= PASSAGE PROVIDED =
Mitchell Parker, Houzz Editorial Staff

Despite the benefits of neutral kitchens, such as enhanced natural light and an emboldened sense of cleanliness, many homeowners find neutral kitchens so boring. Never fear. With a few design tweaks, you can get all the advantages of neutral kitchens with a little added excitement. These six kitchens show you how to do just that.

Open Plan Traditional- Modern Living For Today

1. Vary the neutrals. Homeowners enthusiastic about an all-white kitchen sometimes are surprised by just how much white that really is. That’s why designers know to play with a richer mix of hues that offer a bit of interest to the eye while still maintaining neutrality.

Open Plan Traditional- Modern Living For Today

In this kitchen in Mill Valley, California, designer Leigha Heydt brought in varying tones of gray to create a soothing feel. Lighter gray cabinets and walls (both Gray Owl by Benjamin Moore) join a darker gray island (Whale Gray by Benjamin Moore), each playing off gray tones in the Calacatta d’Oro marble backsplash tile and countertop.

This kitchen also incorporates elements that we’ll get to later: brass and wood accents.

Bedwyn Kitchen

2. Introduce black for contrast. Black is perhaps the best way to break up a white color scheme. It provides contrast that helps the eye rest and lends a classic style.

Dataset entries
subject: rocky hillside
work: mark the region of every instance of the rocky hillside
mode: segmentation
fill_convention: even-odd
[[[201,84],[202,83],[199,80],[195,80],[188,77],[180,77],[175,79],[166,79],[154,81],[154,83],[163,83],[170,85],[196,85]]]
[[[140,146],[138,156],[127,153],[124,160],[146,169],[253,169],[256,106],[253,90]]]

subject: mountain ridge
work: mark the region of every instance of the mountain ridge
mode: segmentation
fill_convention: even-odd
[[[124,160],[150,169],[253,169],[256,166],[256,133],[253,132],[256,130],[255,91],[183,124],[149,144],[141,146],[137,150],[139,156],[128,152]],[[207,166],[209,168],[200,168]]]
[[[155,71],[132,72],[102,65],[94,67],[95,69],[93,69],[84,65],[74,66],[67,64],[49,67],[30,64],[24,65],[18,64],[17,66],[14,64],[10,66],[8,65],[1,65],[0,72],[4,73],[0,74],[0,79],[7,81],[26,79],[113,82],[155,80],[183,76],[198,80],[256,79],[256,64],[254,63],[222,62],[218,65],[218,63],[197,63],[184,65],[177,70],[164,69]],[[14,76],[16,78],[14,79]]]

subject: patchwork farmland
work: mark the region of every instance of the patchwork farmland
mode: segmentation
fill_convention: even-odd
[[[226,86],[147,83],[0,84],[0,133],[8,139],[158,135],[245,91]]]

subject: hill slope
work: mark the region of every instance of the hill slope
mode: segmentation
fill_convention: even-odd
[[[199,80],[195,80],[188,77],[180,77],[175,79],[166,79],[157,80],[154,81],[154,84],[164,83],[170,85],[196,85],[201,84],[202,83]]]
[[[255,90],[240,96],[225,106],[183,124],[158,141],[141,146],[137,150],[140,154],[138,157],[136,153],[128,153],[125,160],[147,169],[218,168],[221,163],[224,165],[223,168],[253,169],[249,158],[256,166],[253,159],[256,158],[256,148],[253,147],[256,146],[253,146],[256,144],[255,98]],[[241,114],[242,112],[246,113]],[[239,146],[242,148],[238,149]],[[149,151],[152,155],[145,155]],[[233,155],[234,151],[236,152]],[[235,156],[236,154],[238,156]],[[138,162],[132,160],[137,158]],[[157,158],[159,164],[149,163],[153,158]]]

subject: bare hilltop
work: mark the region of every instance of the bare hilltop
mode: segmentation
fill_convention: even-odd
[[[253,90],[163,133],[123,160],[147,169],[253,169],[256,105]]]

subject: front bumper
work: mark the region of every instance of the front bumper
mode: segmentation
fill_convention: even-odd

= REQUIRED ACTIONS =
**a)** In the neutral-kitchen text, list every part of the Mill Valley kitchen that is described as gray or as having gray tones.
**b)** Reproduce the passage of the neutral-kitchen text starting with "Bedwyn Kitchen" and going on through "a classic style.".

= ANSWERS TO THE EXERCISES =
**a)**
- Cabinets
- Walls
- Island
- Backsplash tile
- Countertop

**b)**
Bedwyn Kitchen

2. Introduce black for contrast. Black is perhaps the best way to break up a white color scheme. It provides contrast that helps the eye rest and lends a classic style.